─── SUPPLIED ENTRIES ───

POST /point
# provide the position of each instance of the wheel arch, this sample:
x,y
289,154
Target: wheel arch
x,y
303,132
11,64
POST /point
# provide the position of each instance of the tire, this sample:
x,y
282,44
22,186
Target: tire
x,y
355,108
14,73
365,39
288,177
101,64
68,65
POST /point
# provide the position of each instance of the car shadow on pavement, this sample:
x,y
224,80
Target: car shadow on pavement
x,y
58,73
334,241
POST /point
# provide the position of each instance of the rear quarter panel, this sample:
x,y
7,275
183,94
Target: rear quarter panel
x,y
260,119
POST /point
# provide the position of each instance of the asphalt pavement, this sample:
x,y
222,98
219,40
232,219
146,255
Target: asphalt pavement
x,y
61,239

───

--- WHAT THIS TASK INVOLVES ---
Without leaving anything out, quote all the data.

--- RESULT OF THIS TASK ---
POST /point
# provide the position of each instance of the wheel arch, this sample:
x,y
289,154
Target: wheel arch
x,y
303,132
11,64
POST /point
# provide the position of each instance of the tire, this sample:
x,y
282,44
22,186
Target: tire
x,y
355,108
14,73
365,39
288,177
101,64
68,65
POST /point
# provide the position of each instance of the car shadow on pavement, this sample:
x,y
224,80
Target: car shadow on pavement
x,y
58,73
334,241
POST /point
# provide the position of each instance of the rear quarter panel, this sample:
x,y
7,275
183,94
Target: rear quarter panel
x,y
260,119
POST /point
# provide the position of each instance of the asphalt pavement, this sample:
x,y
222,98
219,40
232,219
146,255
Target: asphalt pavement
x,y
61,239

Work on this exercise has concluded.